• [課題 1]
身延の祖廟周辺を説明した抜粋本文から、「常に参拝者の祖廟拝礼の唱題が盛んにおこなわれるよう、願ってのことであります。」という語句を含むところで始め、「その霊山浄土感得の霊域へもうでるための橋ですからこの名があります。」の後で終わる部分を一字も変えずに返してください。
• [課題 2]
抜粋本文の「身延川域の手付かずの自然と、手入れの行き届いた御廟所域内の調和が素晴らしい。」という一文を英語に訳してください。

• [抜粋本文]
++++++++

あくまでも祖廟を拝礼するための建物です。
はじめ常経殿をなのりましたが、一時、常唱殿を称したこともありましたので、
向後の混乱を避けて、平成12年5月1日より正式に常唱殿をなのっています。
常に参拝者の祖廟拝礼の唱題が盛んにおこなわれるよう、願ってのことであります。
霊山橋
祖廟ならびに御草庵跡などに参拝するために架けられた石橋で、
渡る川が、聖入の消息にもしばしば登場する身延川です。
霊山とは、お釈迦さまが法華経をお説きになっている
法華経の霊山浄土のことです。
聖人は「かの月氏の霊鷲山は本朝この身延の嶺なり」
あるいは「仏菩薩の住みたもう功徳聚の砌なり」などと仰せになり、
ここに霊山浄土を感得されました。
その霊山浄土感得の霊域へもうでるための橋ですからこの名があります。
水屋
参詣者の清め、手水のために設けられたもので、
屋内に自然石を繰り抜いた水盤をおき、
そこへ身延川の清水を導いています。
身延川域の手付かずの自然と、
手入れの行き届いた御廟所域内の調和が素晴らしい。
雫の桜
身延山に隣接する下山郷に住んでいた因幡房は、
噂に聞いた聖人の教えをひそかに聞きたいものと、
夜毎に御草庵をうかがい、かたわらの桜の木の陰に身を潜めては、
戸外に漏れる聖人の説法聴聞につとめ、
その尊さに信伏して聖人の弟子となることを許されました。
聞法のために、時に夜の更けるを忘れた因幡房の衣は、
その桜に宿った雫で、しとどに濡れたところから、
その桜は雫の桜と呼ばれるようになり、代を重ねた桜が今に伝わっています。
聖人の弟子となった因幡房は、念仏を堅く信ずる父・下山五郎光基の
嫌忌をうけたものの、聖人のねんごろな導きをうけて事なきを得、
父もやがて聖人の教えに帰伏したのであります。
聖人のあつい教化も偲ばれます。

++++++++

• [提示情報]
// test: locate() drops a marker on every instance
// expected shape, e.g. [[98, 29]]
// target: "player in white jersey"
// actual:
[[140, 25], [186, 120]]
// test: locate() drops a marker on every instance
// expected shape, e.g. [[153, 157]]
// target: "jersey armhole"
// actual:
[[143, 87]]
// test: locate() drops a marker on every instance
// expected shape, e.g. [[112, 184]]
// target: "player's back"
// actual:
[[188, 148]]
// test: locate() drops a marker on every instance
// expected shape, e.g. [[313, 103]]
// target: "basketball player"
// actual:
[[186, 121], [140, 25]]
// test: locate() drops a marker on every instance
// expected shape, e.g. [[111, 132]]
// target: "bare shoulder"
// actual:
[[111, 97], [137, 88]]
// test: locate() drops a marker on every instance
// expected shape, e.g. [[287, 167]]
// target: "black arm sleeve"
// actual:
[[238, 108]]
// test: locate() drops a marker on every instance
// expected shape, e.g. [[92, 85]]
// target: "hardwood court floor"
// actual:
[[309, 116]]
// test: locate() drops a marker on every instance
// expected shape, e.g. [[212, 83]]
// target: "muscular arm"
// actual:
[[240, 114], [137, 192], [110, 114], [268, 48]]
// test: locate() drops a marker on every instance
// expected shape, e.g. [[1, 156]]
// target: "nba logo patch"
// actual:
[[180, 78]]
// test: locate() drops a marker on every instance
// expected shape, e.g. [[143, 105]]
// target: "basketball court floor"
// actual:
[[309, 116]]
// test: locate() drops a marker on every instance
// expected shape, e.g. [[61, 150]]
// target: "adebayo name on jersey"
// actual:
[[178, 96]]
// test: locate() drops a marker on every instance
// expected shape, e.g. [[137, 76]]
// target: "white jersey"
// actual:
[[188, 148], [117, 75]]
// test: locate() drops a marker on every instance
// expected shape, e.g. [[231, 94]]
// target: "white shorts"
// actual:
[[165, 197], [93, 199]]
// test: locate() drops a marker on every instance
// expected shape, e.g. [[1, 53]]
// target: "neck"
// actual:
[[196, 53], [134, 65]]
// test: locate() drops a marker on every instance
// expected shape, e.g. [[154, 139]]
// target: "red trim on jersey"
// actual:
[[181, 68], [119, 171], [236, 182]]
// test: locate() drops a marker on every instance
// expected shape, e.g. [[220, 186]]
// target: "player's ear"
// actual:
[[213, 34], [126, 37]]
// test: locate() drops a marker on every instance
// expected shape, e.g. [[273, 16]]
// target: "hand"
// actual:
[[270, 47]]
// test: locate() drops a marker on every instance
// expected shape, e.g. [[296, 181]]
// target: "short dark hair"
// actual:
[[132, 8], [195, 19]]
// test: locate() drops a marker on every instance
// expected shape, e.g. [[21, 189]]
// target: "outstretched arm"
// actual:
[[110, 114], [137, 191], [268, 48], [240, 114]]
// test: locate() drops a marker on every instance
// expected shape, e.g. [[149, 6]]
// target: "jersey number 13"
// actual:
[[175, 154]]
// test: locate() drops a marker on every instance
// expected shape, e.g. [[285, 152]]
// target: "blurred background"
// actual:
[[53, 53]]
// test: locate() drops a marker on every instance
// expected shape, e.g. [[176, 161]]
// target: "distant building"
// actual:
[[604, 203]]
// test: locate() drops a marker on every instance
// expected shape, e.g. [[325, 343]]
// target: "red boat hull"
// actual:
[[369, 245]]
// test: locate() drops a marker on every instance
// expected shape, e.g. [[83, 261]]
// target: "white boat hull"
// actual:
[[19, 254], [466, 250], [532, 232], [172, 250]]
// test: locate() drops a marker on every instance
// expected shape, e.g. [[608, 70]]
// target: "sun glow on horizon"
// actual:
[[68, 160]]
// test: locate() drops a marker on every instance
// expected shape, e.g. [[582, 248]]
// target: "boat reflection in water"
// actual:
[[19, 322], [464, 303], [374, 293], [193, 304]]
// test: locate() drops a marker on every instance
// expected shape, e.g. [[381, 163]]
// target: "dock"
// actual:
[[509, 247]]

++++++++

• [回答 1]
常に参拝者の祖廟拝礼の唱題が盛んにおこなわれるよう、願ってのことであります。
霊山橋
祖廟ならびに御草庵跡などに参拝するために架けられた石橋で、
渡る川が、聖入の消息にもしばしば登場する身延川です。
霊山とは、お釈迦さまが法華経をお説きになっている
法華経の霊山浄土のことです。
聖人は「かの月氏の霊鷲山は本朝この身延の嶺なり」
あるいは「仏菩薩の住みたもう功徳聚の砌なり」などと仰せになり、
ここに霊山浄土を感得されました。
その霊山浄土感得の霊域へもうでるための橋ですからこの名があります。

• [回答 2]
The harmony between the untouched nature of the Minobu River area and the well-kept grounds of the mausoleum precinct is splendid.